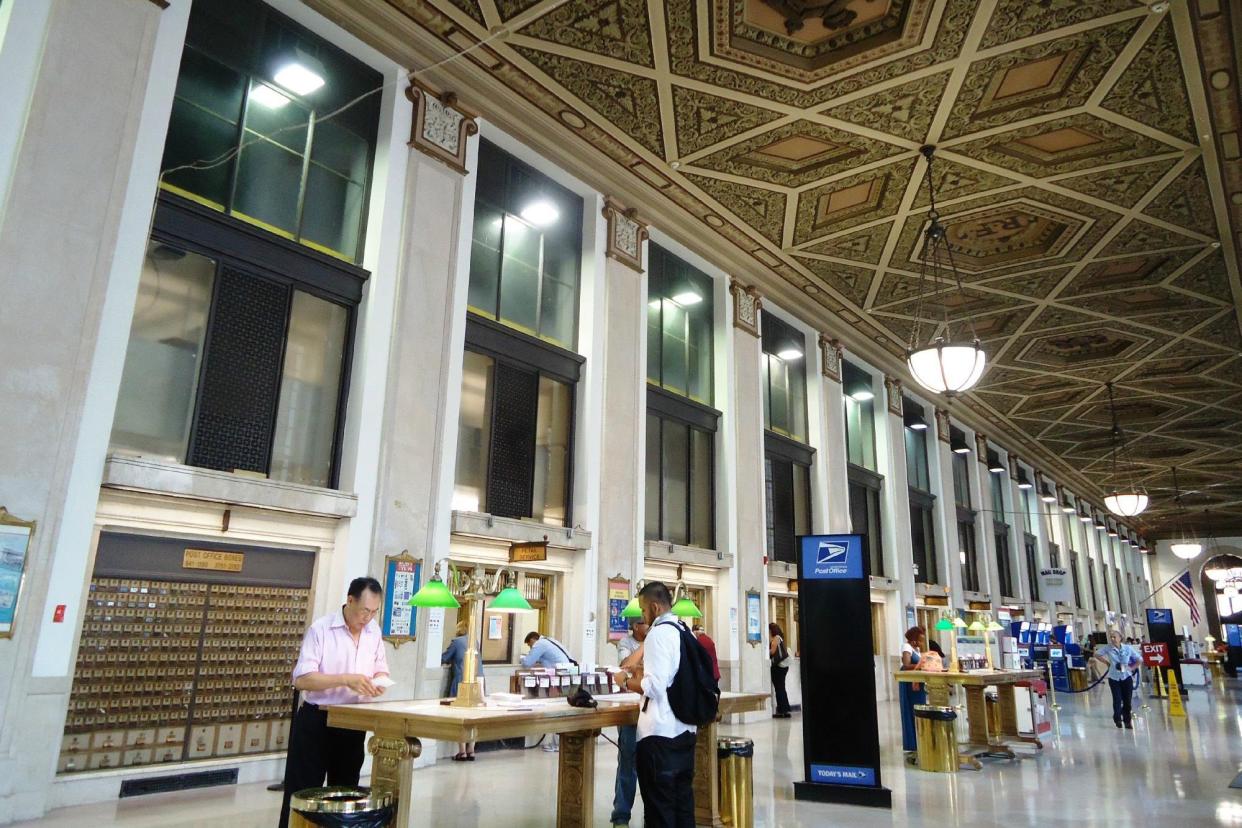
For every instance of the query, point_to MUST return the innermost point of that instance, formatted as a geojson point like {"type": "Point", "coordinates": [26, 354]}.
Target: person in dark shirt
{"type": "Point", "coordinates": [709, 646]}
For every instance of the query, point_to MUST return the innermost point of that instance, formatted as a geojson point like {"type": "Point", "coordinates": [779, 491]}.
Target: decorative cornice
{"type": "Point", "coordinates": [747, 307]}
{"type": "Point", "coordinates": [831, 358]}
{"type": "Point", "coordinates": [441, 126]}
{"type": "Point", "coordinates": [942, 423]}
{"type": "Point", "coordinates": [893, 389]}
{"type": "Point", "coordinates": [626, 234]}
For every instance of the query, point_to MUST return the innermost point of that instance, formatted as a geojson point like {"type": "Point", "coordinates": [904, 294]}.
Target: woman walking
{"type": "Point", "coordinates": [912, 653]}
{"type": "Point", "coordinates": [1122, 661]}
{"type": "Point", "coordinates": [779, 654]}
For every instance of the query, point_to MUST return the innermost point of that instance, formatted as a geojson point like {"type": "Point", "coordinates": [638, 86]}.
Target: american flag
{"type": "Point", "coordinates": [1185, 590]}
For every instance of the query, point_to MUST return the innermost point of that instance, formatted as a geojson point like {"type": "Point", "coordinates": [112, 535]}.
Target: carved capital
{"type": "Point", "coordinates": [942, 423]}
{"type": "Point", "coordinates": [441, 124]}
{"type": "Point", "coordinates": [832, 354]}
{"type": "Point", "coordinates": [626, 235]}
{"type": "Point", "coordinates": [893, 389]}
{"type": "Point", "coordinates": [747, 307]}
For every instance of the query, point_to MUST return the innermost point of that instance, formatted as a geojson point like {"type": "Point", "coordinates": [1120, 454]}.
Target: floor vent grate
{"type": "Point", "coordinates": [178, 782]}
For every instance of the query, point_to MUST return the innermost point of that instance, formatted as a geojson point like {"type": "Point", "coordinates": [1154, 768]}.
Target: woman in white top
{"type": "Point", "coordinates": [911, 656]}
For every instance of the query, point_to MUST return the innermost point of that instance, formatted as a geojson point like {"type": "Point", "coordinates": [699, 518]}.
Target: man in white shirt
{"type": "Point", "coordinates": [666, 745]}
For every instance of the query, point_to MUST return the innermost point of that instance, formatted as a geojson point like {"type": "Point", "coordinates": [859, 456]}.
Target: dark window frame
{"type": "Point", "coordinates": [671, 406]}
{"type": "Point", "coordinates": [255, 253]}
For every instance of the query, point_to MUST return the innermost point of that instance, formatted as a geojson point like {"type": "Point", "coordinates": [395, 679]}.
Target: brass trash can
{"type": "Point", "coordinates": [937, 735]}
{"type": "Point", "coordinates": [340, 807]}
{"type": "Point", "coordinates": [735, 756]}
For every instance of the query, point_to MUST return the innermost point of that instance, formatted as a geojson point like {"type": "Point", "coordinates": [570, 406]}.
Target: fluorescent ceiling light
{"type": "Point", "coordinates": [540, 212]}
{"type": "Point", "coordinates": [266, 96]}
{"type": "Point", "coordinates": [298, 78]}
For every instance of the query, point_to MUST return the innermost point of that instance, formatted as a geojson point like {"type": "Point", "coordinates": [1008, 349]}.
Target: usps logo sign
{"type": "Point", "coordinates": [832, 556]}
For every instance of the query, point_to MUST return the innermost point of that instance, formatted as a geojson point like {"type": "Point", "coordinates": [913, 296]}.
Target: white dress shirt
{"type": "Point", "coordinates": [661, 657]}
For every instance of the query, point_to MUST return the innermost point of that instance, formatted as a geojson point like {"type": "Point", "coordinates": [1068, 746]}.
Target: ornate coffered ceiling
{"type": "Point", "coordinates": [1088, 174]}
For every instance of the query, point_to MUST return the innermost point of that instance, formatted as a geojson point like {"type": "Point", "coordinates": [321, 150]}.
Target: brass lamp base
{"type": "Point", "coordinates": [470, 694]}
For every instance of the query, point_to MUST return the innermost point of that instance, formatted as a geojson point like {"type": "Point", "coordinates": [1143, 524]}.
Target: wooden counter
{"type": "Point", "coordinates": [399, 726]}
{"type": "Point", "coordinates": [981, 739]}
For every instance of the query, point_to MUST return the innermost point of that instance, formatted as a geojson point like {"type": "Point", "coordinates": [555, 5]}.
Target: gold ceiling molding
{"type": "Point", "coordinates": [1079, 160]}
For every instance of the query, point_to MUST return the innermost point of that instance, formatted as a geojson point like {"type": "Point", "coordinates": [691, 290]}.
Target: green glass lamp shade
{"type": "Point", "coordinates": [686, 608]}
{"type": "Point", "coordinates": [509, 600]}
{"type": "Point", "coordinates": [435, 594]}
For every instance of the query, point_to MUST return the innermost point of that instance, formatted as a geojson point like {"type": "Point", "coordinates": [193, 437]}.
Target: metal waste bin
{"type": "Point", "coordinates": [735, 756]}
{"type": "Point", "coordinates": [935, 731]}
{"type": "Point", "coordinates": [340, 807]}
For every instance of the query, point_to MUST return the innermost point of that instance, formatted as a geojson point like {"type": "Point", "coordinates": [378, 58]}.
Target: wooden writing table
{"type": "Point", "coordinates": [399, 726]}
{"type": "Point", "coordinates": [981, 740]}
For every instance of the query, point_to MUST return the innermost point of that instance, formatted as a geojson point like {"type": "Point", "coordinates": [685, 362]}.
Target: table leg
{"type": "Point", "coordinates": [707, 778]}
{"type": "Point", "coordinates": [575, 786]}
{"type": "Point", "coordinates": [393, 771]}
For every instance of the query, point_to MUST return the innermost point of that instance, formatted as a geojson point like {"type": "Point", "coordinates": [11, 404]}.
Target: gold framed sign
{"type": "Point", "coordinates": [15, 536]}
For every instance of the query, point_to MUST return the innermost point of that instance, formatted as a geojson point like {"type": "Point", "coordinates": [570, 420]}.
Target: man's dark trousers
{"type": "Point", "coordinates": [318, 751]}
{"type": "Point", "coordinates": [666, 778]}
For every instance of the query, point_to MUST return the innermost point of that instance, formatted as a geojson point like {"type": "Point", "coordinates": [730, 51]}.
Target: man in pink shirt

□ □ □ □ □

Transcribe the listing exactly; skip the pictures.

For every instance of the query, point_to MUST return the innermost point of that instance, formatted as a geojson point like {"type": "Point", "coordinates": [26, 354]}.
Target: person in dark shirt
{"type": "Point", "coordinates": [709, 646]}
For every instance of the query, point_to MUST return the innermost point of that instance, formatted as a geojson point like {"type": "Point", "coordinates": [779, 491]}.
Target: decorative cornice
{"type": "Point", "coordinates": [747, 307]}
{"type": "Point", "coordinates": [831, 358]}
{"type": "Point", "coordinates": [441, 126]}
{"type": "Point", "coordinates": [942, 423]}
{"type": "Point", "coordinates": [893, 389]}
{"type": "Point", "coordinates": [626, 234]}
For every instance of the query, point_to MUST return the innermost point of that instance, formatted as a geojson point like {"type": "Point", "coordinates": [904, 294]}.
Target: woman walking
{"type": "Point", "coordinates": [912, 653]}
{"type": "Point", "coordinates": [1122, 661]}
{"type": "Point", "coordinates": [779, 654]}
For every instance of the query, point_to MUST return the innermost point of that instance, formatted as a geojson point like {"type": "Point", "coordinates": [638, 86]}.
Target: american flag
{"type": "Point", "coordinates": [1185, 590]}
For every instance of the query, point_to MUST return the innermost point of that instance, formatted as a geojson point like {"type": "Point", "coordinates": [112, 535]}.
Target: carved capital
{"type": "Point", "coordinates": [942, 423]}
{"type": "Point", "coordinates": [441, 124]}
{"type": "Point", "coordinates": [832, 354]}
{"type": "Point", "coordinates": [626, 235]}
{"type": "Point", "coordinates": [893, 389]}
{"type": "Point", "coordinates": [747, 307]}
For every instance of the query, point_to MUST return the innermost point of that instance, formatted as a geojson point like {"type": "Point", "coordinates": [1120, 454]}.
Target: floor vent grate
{"type": "Point", "coordinates": [178, 782]}
For every instance of the query, point_to MUST return the innermost point of that instance, formatted as a geojson point like {"type": "Point", "coordinates": [1154, 768]}.
Target: woman in white top
{"type": "Point", "coordinates": [911, 656]}
For every instance of the query, point_to MUST return the innermost point of that instance, formatted as a geojson point like {"type": "Point", "coordinates": [699, 518]}.
Target: man in white shirt
{"type": "Point", "coordinates": [666, 745]}
For every instance of the query, point_to MUST return the innermost point of that instance, formatted as a geojson point like {"type": "Point", "coordinates": [859, 456]}.
Target: dark window frame
{"type": "Point", "coordinates": [671, 406]}
{"type": "Point", "coordinates": [255, 253]}
For every instance of the query, point_to MUST return the innermost point of that instance, formatted as a geojson point like {"type": "Point", "coordinates": [395, 679]}.
Target: brass trash can
{"type": "Point", "coordinates": [937, 735]}
{"type": "Point", "coordinates": [340, 807]}
{"type": "Point", "coordinates": [735, 756]}
For every instance of the query, point_to MUST return the innermost point of that instance, formatted as a geojson point like {"type": "Point", "coordinates": [570, 406]}.
Target: fluorescent ceiling light
{"type": "Point", "coordinates": [540, 212]}
{"type": "Point", "coordinates": [266, 96]}
{"type": "Point", "coordinates": [298, 78]}
For every instance of the query, point_to MUST return the innermost point of that instance, formatted as a geojson point like {"type": "Point", "coordinates": [1008, 349]}.
Target: usps logo sign
{"type": "Point", "coordinates": [832, 556]}
For every instance of the query, point_to MUST return the innermost point of that instance, formatted as a geojson point like {"type": "Point", "coordinates": [913, 296]}.
Target: white dress shirt
{"type": "Point", "coordinates": [661, 657]}
For every instance of the query, point_to MUST return the innermost point of that instance, formatted as a geojson point like {"type": "Point", "coordinates": [1068, 746]}.
Target: ornate coffered ceiling
{"type": "Point", "coordinates": [1088, 174]}
For every instance of the query, point_to MUST return the innermost point of that instance, formatted as a geojson point like {"type": "Point", "coordinates": [321, 150]}.
Target: brass lamp base
{"type": "Point", "coordinates": [470, 694]}
For every instance of the query, point_to MUST return the innermost point of that instance, formatted as a geojson point like {"type": "Point", "coordinates": [1143, 524]}.
Target: wooden counter
{"type": "Point", "coordinates": [399, 726]}
{"type": "Point", "coordinates": [981, 739]}
For every instance of the query, point_to MUST return the innermost point of that instance, formatted as a geojson point like {"type": "Point", "coordinates": [555, 5]}.
Target: gold ceiling molding
{"type": "Point", "coordinates": [1079, 160]}
For every instance of the query, point_to MUST return the innermost point of that instance, formatted as a geojson point like {"type": "Point", "coordinates": [691, 290]}.
Target: green glass lamp shade
{"type": "Point", "coordinates": [686, 608]}
{"type": "Point", "coordinates": [509, 600]}
{"type": "Point", "coordinates": [435, 594]}
For every instance of the query, point_to MUST return the innermost point of that instance, formatted as a geojson point like {"type": "Point", "coordinates": [193, 437]}.
Target: metal waste bin
{"type": "Point", "coordinates": [735, 756]}
{"type": "Point", "coordinates": [935, 731]}
{"type": "Point", "coordinates": [340, 807]}
For every instance of the query, point_to MUST return the innermost point of that instance, formatted as a geojson point like {"type": "Point", "coordinates": [378, 58]}.
Target: wooden writing table
{"type": "Point", "coordinates": [399, 726]}
{"type": "Point", "coordinates": [981, 740]}
For every instance of the query, point_to MUST return the innermost point of that instance, formatted as a geojson point like {"type": "Point", "coordinates": [685, 362]}.
Target: table leg
{"type": "Point", "coordinates": [707, 778]}
{"type": "Point", "coordinates": [575, 786]}
{"type": "Point", "coordinates": [393, 771]}
For every instance of the query, point_to MUST return the innermost point of that instance, formatted as a geojson point like {"type": "Point", "coordinates": [11, 404]}.
Target: gold framed sign
{"type": "Point", "coordinates": [15, 536]}
For every instance of the query, point_to MUST return the innermost point of that instance, formatted as a geojson point like {"type": "Point", "coordinates": [570, 420]}.
Target: man's dark trousers
{"type": "Point", "coordinates": [318, 751]}
{"type": "Point", "coordinates": [666, 778]}
For every instance of the query, point_to MUST return the innermost point of that instance, formatted as a geojson point like {"type": "Point", "coordinates": [730, 51]}.
Target: man in pink shirt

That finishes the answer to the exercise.